[Given information Boundary: Start]

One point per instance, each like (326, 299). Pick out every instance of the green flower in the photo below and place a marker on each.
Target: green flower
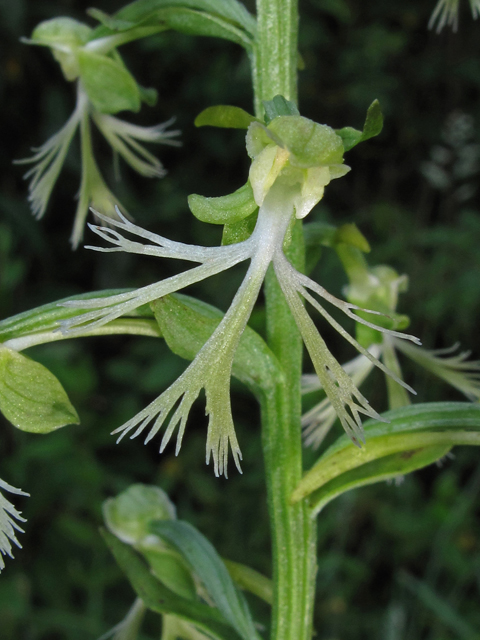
(104, 86)
(377, 288)
(293, 159)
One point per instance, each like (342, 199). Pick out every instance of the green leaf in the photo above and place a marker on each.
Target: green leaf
(350, 234)
(372, 127)
(239, 231)
(414, 437)
(208, 566)
(128, 514)
(61, 31)
(110, 87)
(187, 323)
(197, 23)
(279, 106)
(225, 209)
(149, 95)
(224, 116)
(48, 316)
(140, 11)
(162, 600)
(31, 397)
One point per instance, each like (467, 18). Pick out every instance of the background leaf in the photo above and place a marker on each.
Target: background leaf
(414, 436)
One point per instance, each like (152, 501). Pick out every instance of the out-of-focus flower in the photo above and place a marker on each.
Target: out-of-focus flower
(378, 288)
(446, 13)
(104, 86)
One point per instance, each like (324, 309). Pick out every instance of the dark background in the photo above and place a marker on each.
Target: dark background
(420, 216)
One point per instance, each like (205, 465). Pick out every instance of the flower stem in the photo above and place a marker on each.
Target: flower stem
(293, 530)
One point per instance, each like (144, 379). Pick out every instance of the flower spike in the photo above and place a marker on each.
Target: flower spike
(293, 160)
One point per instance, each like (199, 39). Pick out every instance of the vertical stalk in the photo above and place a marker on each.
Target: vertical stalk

[Given information Boundary: End]

* Task requirements: Starting at the line that contains "One point per instance, each like (342, 199).", output every remaining line of the data exactly, and stop after the last one.

* Task result:
One point per instance, each like (342, 199). Pick out every instance of the green leaf in the photo above and place a marker on each.
Target: green leaf
(350, 234)
(372, 127)
(239, 231)
(414, 437)
(208, 566)
(128, 514)
(61, 31)
(110, 87)
(187, 323)
(197, 23)
(279, 106)
(225, 209)
(149, 95)
(224, 116)
(48, 316)
(140, 11)
(162, 600)
(31, 397)
One point per instance, each like (467, 18). Pick out every instance of the background leaf in the photo above and place a marker on each.
Target: background leaf
(414, 436)
One point per instance, each like (152, 501). Pick out every instance of the out-of-focus flower in the photo above and place a marker on each.
Target: out-of-focus flower
(378, 288)
(446, 13)
(104, 86)
One point per instance, each like (324, 309). Pick out every instance of the dark background in the photo above and place a marker on each.
Target: dark background
(420, 216)
One point per instance, each like (205, 465). Pick out every instance of the flower stem in the photo above and place a marker on each.
Target: flower stem
(293, 530)
One point per instance, each like (144, 379). Pick out every instance of the flower spike in the photo above and place a marker on each.
Target: flower spike
(293, 160)
One point per instance, each like (199, 39). Pick out every instance of the vertical stalk in the photo above and place a marker on each.
Target: vertical stalk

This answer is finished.